# start of DOCUMENT EXCERPT
The AM RLC is configured by higher layers to operate with a
maximum, rather than a single, PDU size. Flexible PDU sizes may
reduce the possibility of the RLC stalling at high data rates,
where the RLC has been shown to be a throughput bottleneck.
[0006] The AM RLC is configured to operate with a maximum PDU size
rather than a fixed PDU size, and therefore should only segment
SDUs that are larger than the maximum PDU size. RLC PDUs are
segmented and/or concatenated at a medium access control (MAC)
layer in a Node B where an ideal transport block size is selected
based on instantaneous channel conditions.
[0007] In existing UM operation, the RLC is configured by higher
layers to create and deliver PDUs according to a set of fixed
sizes. For each transmission time interval (TTI), the MAC layer
decides which UM RLC PDU size shall be used and how many UM RLC
PDUs shall be transmitted. The MAC layer selects the UM RLC PDU
size from a finite list of PDU sizes, configured by higher
layers.
[0008] In order to deliver PDUs of a fixed size, the UM RLC
concatenates the last segment of an RLC SDU with the first segment
of the next RLC SDU in order to fill the data field completely.
Alternatively, the RLC adds padding bits in order to fill the data
field.
[0009] The transfer of variable size RLC PDUs in UM is not
supported. Flexible or variable PDU sizes for UM RLC would be
beneficial for VoIP applications since VoIP packets are compressed
at the packet data protocol control (PDPC) layer using the Robust
Header Compressions (ROHC) algorithm, which generates different
packet sizes from one TTI to another, depending on the compressor
state. Flexible UM RLC PDUs would eliminate the overhead caused by
padding.
SUMMARY
[0010] A method and apparatus is disclosed to operate a UM RLC
protocol with variable PDU sizes. This may include mechanisms to
support flexible or variable PDU sizes. The PDUs may be measured in
bits or octets. Parameters and primitives may be used by the RLC to
communicate with other layers. The parameters and primitives may
include information regarding PDU sizes, and may include PDU
measurements in bytes or octets.
# end of DOCUMENT EXCERPT
### [PARTS OF THE EXERCISE]
• A. Using the RLC excerpt, explain in one to three sentences why flexible or variable UM RLC PDU sizes would benefit VoIP applications.
• B. From the RLC excerpt, pull out word for word the part that opens with the words containing "The AM RLC is configured by" and closes with "a throughput bottleneck.".
Please rely on the RLC excerpt alone.
# start of LISTED ENTRIES
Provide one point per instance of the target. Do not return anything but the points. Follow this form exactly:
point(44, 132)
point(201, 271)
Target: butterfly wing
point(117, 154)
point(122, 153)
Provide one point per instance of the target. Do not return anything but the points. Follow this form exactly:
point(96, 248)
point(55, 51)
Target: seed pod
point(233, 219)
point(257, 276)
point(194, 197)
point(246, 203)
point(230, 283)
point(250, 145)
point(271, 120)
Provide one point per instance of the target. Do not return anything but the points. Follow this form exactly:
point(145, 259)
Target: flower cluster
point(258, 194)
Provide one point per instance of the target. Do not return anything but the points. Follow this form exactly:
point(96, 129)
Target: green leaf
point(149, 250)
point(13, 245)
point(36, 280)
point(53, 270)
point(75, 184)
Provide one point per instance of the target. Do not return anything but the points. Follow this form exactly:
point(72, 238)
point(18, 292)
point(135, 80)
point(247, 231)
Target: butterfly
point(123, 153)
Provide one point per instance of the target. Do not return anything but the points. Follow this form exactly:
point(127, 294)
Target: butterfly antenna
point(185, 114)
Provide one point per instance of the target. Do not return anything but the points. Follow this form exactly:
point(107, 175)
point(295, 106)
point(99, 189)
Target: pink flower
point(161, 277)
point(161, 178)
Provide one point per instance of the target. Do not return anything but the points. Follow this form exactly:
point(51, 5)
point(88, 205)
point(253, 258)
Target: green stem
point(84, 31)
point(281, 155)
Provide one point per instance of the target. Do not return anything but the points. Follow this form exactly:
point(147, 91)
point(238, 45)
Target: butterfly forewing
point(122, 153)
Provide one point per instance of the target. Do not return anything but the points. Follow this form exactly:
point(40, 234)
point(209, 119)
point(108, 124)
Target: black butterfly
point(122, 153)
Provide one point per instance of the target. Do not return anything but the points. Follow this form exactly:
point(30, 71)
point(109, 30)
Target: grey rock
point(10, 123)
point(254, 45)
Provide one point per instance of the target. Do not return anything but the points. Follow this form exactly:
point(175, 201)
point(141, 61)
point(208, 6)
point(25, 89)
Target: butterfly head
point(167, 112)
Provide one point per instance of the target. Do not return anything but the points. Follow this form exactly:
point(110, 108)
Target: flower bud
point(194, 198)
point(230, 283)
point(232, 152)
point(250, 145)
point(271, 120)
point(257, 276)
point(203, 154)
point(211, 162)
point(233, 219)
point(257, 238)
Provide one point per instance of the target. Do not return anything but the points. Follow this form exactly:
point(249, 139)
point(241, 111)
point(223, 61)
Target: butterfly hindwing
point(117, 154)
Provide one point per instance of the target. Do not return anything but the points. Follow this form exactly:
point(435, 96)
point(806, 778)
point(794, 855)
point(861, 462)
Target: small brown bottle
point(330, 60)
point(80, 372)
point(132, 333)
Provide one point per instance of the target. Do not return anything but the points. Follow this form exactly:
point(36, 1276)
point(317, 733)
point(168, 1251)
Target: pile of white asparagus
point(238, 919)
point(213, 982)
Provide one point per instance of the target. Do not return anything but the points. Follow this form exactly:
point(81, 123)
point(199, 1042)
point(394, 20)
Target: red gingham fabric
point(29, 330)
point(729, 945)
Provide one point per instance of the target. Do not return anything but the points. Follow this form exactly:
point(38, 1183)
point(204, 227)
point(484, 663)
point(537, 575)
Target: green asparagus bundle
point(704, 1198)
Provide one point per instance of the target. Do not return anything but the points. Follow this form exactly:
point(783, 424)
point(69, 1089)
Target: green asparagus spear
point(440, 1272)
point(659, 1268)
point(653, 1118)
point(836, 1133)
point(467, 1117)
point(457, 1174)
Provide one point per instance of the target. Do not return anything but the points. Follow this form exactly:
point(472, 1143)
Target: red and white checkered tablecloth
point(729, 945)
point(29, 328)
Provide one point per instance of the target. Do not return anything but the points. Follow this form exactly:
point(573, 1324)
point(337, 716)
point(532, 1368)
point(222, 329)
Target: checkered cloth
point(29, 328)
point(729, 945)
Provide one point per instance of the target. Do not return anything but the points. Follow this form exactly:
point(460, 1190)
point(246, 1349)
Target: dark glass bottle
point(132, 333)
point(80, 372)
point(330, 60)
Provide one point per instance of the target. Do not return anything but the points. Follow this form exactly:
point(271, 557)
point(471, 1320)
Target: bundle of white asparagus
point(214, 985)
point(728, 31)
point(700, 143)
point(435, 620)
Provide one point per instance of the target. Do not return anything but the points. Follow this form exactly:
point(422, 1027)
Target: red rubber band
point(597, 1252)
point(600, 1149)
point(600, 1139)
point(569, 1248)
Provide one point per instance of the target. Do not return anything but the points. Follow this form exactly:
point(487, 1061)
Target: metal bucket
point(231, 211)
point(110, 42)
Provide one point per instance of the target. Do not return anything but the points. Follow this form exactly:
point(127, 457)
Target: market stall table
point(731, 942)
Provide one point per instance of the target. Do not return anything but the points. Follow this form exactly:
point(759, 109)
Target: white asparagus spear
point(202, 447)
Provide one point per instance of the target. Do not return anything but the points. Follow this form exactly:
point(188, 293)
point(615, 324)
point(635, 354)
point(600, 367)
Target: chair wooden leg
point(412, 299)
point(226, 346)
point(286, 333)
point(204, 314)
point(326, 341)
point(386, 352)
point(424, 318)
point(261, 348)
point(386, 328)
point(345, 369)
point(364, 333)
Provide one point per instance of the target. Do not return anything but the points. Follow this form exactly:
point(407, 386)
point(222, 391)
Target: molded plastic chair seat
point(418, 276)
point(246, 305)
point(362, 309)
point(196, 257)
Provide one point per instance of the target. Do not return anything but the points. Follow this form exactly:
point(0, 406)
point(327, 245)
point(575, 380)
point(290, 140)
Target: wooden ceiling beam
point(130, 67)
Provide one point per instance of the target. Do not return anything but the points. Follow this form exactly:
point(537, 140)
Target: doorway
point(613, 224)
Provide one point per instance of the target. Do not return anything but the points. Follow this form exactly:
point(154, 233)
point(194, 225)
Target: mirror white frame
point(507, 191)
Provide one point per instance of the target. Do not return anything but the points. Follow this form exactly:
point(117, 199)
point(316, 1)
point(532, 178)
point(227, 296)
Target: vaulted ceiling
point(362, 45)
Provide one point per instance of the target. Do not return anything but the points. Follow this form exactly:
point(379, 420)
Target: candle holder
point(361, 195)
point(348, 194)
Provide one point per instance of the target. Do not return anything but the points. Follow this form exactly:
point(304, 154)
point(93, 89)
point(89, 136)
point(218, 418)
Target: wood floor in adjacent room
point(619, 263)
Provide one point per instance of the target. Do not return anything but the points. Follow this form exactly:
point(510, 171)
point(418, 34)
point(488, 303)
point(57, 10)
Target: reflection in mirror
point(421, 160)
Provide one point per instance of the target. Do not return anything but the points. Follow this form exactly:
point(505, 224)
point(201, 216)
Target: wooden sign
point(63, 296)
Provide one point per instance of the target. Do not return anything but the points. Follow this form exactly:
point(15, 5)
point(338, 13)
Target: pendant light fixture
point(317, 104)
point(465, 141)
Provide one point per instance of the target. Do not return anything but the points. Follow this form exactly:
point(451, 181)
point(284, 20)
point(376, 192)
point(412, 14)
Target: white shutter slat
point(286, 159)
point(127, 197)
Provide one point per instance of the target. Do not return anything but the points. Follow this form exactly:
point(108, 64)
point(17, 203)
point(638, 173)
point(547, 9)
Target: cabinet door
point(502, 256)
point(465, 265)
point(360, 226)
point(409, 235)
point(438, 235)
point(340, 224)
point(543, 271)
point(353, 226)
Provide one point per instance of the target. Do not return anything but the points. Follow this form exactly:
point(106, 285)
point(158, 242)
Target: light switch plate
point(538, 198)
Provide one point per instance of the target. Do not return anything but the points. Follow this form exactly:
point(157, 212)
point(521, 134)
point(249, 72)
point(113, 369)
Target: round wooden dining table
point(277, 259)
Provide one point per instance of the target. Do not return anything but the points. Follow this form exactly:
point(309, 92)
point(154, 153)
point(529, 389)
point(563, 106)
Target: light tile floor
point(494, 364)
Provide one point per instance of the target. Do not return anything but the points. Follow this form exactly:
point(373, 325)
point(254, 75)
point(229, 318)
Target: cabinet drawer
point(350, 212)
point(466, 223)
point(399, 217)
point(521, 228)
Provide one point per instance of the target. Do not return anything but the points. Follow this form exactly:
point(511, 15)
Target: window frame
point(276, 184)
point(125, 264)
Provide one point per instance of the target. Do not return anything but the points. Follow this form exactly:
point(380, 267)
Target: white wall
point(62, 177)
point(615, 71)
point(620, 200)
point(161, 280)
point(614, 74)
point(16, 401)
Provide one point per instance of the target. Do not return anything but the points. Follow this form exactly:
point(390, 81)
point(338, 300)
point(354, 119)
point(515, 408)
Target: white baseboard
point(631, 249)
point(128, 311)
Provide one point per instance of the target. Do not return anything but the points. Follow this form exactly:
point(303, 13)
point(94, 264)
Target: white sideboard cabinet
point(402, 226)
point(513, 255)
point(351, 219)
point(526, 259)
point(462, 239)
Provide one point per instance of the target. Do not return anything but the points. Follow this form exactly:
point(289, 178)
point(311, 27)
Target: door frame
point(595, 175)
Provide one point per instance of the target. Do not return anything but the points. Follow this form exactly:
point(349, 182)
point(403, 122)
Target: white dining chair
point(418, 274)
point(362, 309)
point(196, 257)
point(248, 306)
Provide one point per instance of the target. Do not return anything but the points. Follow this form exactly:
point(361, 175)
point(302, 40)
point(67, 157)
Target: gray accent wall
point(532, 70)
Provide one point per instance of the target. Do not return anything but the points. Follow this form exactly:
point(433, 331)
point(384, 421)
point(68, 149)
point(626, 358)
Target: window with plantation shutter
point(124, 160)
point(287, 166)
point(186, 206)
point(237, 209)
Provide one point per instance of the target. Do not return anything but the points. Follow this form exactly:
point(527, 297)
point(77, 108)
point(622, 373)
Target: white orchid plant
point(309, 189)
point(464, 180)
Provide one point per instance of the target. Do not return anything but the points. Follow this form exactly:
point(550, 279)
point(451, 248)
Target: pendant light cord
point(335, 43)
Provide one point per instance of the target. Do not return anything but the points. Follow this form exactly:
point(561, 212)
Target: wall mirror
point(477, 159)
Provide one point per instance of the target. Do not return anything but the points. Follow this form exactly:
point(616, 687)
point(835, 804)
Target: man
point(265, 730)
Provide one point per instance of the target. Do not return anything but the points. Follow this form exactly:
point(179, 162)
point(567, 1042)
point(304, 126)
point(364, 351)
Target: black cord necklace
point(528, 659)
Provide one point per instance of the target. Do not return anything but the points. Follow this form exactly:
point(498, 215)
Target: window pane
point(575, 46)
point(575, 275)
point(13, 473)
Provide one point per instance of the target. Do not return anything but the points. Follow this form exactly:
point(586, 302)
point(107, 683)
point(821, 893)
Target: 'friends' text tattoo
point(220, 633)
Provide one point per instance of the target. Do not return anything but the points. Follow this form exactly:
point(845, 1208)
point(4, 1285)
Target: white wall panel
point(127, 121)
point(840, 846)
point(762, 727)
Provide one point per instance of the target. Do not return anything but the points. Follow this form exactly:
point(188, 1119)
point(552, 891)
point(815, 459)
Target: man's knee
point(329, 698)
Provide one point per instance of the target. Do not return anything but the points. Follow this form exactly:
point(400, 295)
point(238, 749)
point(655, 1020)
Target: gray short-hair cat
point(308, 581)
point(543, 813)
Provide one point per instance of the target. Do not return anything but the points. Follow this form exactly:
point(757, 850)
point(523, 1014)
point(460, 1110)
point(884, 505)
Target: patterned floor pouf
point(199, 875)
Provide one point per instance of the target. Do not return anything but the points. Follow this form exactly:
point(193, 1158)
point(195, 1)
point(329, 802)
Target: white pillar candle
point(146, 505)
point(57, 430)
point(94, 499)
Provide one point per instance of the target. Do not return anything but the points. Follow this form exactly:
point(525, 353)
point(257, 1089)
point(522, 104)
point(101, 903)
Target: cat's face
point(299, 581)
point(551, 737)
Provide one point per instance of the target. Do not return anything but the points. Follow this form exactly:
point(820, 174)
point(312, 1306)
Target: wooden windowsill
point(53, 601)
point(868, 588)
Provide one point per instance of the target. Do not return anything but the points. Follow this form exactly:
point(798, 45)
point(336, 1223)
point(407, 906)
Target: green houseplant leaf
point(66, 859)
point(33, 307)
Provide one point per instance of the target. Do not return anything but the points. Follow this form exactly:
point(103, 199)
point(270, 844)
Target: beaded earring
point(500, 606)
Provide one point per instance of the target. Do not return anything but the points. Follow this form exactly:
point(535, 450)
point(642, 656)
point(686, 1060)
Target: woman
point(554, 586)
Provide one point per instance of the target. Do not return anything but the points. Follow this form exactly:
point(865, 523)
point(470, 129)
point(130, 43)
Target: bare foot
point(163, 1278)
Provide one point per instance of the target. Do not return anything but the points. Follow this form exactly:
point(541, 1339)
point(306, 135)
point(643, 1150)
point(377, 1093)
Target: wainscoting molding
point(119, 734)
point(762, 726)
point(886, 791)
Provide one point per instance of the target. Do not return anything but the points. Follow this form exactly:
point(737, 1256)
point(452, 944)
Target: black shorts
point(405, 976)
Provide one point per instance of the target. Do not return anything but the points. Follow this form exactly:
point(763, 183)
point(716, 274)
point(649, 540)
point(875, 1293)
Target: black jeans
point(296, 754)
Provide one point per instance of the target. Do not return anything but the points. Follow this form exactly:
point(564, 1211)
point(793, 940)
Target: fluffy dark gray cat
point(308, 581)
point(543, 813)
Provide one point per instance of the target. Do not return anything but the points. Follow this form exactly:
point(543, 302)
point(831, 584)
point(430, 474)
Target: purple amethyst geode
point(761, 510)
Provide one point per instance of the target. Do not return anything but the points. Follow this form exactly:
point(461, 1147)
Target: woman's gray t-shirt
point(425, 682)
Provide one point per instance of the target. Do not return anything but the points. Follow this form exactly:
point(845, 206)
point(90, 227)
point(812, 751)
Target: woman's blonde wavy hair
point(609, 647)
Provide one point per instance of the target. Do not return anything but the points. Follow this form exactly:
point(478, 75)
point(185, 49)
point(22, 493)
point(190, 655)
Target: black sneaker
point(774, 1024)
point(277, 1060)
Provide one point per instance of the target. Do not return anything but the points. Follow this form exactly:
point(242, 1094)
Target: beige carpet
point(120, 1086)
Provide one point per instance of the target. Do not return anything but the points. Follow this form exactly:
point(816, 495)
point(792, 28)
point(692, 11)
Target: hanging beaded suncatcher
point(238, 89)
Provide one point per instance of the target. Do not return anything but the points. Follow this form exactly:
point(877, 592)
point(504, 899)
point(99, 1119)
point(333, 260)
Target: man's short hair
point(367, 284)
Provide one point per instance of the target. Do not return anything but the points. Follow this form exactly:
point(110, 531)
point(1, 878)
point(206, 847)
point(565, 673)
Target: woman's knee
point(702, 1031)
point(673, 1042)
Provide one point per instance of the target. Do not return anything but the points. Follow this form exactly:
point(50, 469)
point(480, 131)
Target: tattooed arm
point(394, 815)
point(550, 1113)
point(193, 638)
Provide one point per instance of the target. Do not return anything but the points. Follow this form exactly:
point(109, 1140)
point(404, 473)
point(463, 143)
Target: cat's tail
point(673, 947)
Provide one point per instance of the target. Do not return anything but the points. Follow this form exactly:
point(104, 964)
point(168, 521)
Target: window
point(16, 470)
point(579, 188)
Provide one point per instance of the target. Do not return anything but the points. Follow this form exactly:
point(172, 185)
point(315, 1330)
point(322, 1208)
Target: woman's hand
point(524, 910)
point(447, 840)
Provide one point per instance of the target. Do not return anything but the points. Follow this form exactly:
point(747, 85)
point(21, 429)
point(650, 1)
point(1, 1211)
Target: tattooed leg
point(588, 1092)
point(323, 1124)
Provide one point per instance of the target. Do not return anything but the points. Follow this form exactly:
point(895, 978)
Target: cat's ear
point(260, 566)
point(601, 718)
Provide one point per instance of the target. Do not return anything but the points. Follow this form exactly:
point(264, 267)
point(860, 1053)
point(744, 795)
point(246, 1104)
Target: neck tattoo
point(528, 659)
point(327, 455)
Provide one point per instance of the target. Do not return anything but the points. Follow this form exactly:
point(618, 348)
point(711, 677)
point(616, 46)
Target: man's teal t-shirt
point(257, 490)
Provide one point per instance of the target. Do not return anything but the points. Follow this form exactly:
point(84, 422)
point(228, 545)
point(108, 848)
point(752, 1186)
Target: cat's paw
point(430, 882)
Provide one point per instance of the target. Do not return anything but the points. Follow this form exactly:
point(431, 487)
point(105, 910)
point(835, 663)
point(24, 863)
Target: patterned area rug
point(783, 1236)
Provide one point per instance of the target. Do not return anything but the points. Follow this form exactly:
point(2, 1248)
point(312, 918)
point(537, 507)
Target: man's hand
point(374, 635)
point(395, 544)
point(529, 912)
# end of LISTED ENTRIES
### [RESPONSES TO THE EXERCISE]
• A. VoIP packets are compressed at the PDPC layer with the ROHC algorithm, which generates different packet sizes from one TTI to another depending on the compressor state. Flexible UM RLC PDUs would eliminate the overhead caused by padding.

• B.
The AM RLC is configured by higher layers to operate with a
maximum, rather than a single, PDU size. Flexible PDU sizes may
reduce the possibility of the RLC stalling at high data rates,
where the RLC has been shown to be a throughput bottleneck.